> Istruzioni da seguire
Elenchi tutti coloro e tutto ciò su cui, secondo la sezione del documento riportata di seguito, si trionfa con la lingua e con il carattere.

> Sezione del documento
▬▬▬▬▬▬▬▬▬▬

Musica originale Irina Solinas

Introduzione e commento Mario Porro

Senonché l'Adalgisa era di quelle meravigliose donne lombarde che estrinsecano la propria forma mentis nel postulare dovunque e davanti a chiunque la certezza della propria infallibilità. La lingua ce l'hanno, il carattere anche: e con la lingua e con il carattere si trionfa, ciò è noto, dei peggiori nemici, oltre che del destino, dei professori de' propri figli e delle donne di servizio se implorano qualche lira al mese di più.

▬▬▬▬▬▬▬▬▬▬

> Informazioni fornite

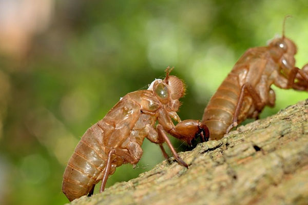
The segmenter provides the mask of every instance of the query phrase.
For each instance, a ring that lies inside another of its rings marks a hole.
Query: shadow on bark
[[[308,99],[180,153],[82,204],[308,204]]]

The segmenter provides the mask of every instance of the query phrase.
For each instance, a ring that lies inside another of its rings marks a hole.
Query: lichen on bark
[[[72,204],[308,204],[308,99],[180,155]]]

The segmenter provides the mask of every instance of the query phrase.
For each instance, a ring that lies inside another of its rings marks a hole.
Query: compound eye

▬▬▬▬▬▬▬▬▬▬

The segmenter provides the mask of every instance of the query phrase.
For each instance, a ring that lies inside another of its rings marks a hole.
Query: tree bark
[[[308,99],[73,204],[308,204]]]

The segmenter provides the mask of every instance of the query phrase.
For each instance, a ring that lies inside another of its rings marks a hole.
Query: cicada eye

▬▬▬▬▬▬▬▬▬▬

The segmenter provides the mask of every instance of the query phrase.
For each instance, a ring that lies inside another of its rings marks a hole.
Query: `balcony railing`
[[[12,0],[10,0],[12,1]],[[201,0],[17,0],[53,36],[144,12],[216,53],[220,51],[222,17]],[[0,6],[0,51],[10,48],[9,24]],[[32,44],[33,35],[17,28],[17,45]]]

▬▬▬▬▬▬▬▬▬▬

> Risposta all'esercizio
- i peggiori nemici
- il destino
- i professori de' propri figli
- le donne di servizio